▸ **Task directions**
Can you rewrite the data below, replacing every "locate" with "find" and leaving everything else unchanged?

▸ **Recorded data**
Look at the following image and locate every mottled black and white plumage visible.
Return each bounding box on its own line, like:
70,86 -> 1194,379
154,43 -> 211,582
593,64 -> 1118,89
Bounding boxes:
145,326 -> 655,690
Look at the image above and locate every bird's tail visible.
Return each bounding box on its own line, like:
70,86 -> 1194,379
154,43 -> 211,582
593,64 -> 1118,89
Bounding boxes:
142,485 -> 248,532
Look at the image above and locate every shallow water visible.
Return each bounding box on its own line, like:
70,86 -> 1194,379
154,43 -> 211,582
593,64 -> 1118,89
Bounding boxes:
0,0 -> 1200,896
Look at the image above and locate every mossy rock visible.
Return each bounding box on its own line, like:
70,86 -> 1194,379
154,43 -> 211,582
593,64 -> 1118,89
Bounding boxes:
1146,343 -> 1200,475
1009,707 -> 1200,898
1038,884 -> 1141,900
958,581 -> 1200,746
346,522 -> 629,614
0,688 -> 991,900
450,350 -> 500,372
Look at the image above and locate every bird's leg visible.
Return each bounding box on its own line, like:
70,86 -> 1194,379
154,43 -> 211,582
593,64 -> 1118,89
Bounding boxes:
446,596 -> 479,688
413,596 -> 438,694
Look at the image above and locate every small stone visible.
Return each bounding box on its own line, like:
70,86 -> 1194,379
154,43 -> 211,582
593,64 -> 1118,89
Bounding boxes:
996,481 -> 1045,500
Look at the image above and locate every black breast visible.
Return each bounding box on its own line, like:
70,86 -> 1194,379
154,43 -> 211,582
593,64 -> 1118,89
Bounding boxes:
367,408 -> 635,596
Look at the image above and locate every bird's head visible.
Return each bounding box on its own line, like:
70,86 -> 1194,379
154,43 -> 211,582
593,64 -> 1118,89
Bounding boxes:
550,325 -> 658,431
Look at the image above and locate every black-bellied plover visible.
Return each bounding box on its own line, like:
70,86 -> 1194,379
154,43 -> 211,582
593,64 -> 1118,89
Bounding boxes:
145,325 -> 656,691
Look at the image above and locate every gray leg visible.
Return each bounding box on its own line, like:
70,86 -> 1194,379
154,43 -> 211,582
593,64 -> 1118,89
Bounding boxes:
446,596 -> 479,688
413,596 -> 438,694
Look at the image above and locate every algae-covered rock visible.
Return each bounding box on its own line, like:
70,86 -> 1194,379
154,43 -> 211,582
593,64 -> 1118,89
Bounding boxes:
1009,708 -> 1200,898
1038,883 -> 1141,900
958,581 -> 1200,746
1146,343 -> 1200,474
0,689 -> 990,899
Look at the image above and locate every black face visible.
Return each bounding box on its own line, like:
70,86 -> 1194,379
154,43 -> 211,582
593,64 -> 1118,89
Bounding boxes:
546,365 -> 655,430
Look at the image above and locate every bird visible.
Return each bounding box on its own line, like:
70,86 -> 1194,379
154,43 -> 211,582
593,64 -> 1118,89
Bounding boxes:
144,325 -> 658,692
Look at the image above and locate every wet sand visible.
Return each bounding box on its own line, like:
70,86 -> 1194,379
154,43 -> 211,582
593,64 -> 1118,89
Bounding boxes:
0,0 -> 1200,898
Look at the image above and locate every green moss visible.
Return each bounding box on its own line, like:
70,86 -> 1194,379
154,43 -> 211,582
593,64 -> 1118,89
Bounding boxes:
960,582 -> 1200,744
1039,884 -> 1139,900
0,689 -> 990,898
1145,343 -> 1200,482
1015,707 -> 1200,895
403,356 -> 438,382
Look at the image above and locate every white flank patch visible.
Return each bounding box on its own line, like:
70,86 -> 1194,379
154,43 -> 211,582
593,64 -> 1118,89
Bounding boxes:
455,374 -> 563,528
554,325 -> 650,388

▸ **Finished answer**
Look at the following image and find every mottled black and white plumage visible.
Return each bounding box on its own line, like:
70,86 -> 1194,379
154,43 -> 211,582
593,64 -> 1118,89
Bounding boxes:
145,326 -> 655,690
Look at the image above and find every bird's tail visible.
Return each bounding box on its own line, like:
70,86 -> 1194,379
154,43 -> 211,582
593,64 -> 1118,89
Bounding boxes:
142,485 -> 248,532
Look at the image above and find every shallow water visible.
Return each bounding box on its own line, like:
70,86 -> 1194,379
154,43 -> 211,582
593,64 -> 1118,89
Bounding boxes:
0,0 -> 1200,896
Look at the image above and find every mossy rock visible.
Return each bounding box on its own line, like:
70,86 -> 1194,379
154,43 -> 211,582
593,64 -> 1118,89
Bounding boxes:
1146,343 -> 1200,475
1009,707 -> 1200,898
1038,884 -> 1141,900
958,581 -> 1200,746
346,522 -> 629,614
0,688 -> 991,900
450,350 -> 500,372
Look at the image above and find every bird's leg visible.
Return each bounding box on its own line, like:
70,86 -> 1194,379
154,43 -> 211,582
593,64 -> 1118,89
Bounding boxes:
446,596 -> 479,688
413,596 -> 438,694
Look at the image above and find every small stone visible.
Return each bounding box on its own line, like:
70,86 -> 1194,379
154,43 -> 211,582
593,64 -> 1118,89
Bounding boxes:
996,481 -> 1045,500
Look at the image above and find every black breast visible.
Return each bounding box on its own line, like:
70,86 -> 1194,379
154,43 -> 211,582
593,64 -> 1118,89
Bounding boxes:
367,408 -> 635,596
Look at the image above and find every bird's head visible.
Return each bounding box on its own line, like:
70,86 -> 1194,379
154,43 -> 211,582
593,64 -> 1118,89
Bounding boxes:
550,325 -> 658,431
Look at the image above and find every black-bellied plover visible.
Return each bounding box on its own line, like:
70,86 -> 1194,379
154,43 -> 211,582
593,64 -> 1118,89
Bounding boxes:
145,325 -> 656,691
Look at the image above and find every gray leg visible.
Return each bounding box on its own line, like:
70,86 -> 1194,379
154,43 -> 211,582
593,64 -> 1118,89
Bounding boxes:
446,596 -> 479,688
413,596 -> 438,694
Look at the image above and find every algae-covered rock visible.
Return each bounding box on its own line, like:
70,86 -> 1194,379
154,43 -> 211,582
593,64 -> 1118,89
Bounding boxes:
1009,708 -> 1200,898
1038,883 -> 1141,900
958,581 -> 1200,746
1146,343 -> 1200,474
0,689 -> 990,899
Look at the image above and find every black face visible.
Return each bounding box on its own line, like:
70,86 -> 1194,379
154,43 -> 211,582
593,64 -> 1118,89
Bounding boxes:
546,365 -> 655,430
Look at the image above and find every bird visible.
Return each bounding box on its own line, like:
70,86 -> 1194,379
154,43 -> 211,582
593,64 -> 1118,89
Bounding boxes:
144,325 -> 658,692
Look at the image above and find every wet sand visible.
Return each bounding box on its own line, like:
70,86 -> 1194,379
154,43 -> 211,582
593,64 -> 1118,89
Bounding boxes:
0,0 -> 1200,898
Look at the image above and find every green moss visible.
Return each bounding box on its own line, like:
70,86 -> 1194,379
154,43 -> 211,582
593,64 -> 1118,89
Bounding boxes:
960,582 -> 1200,744
1039,884 -> 1139,900
0,689 -> 990,898
1145,343 -> 1200,482
1015,707 -> 1200,895
403,356 -> 438,382
Look at the image above and find every white flank patch visible.
Return each bounding box on its own line, like:
70,86 -> 1194,379
154,43 -> 211,582
593,64 -> 1118,89
Bounding boxes:
455,374 -> 563,528
554,325 -> 650,388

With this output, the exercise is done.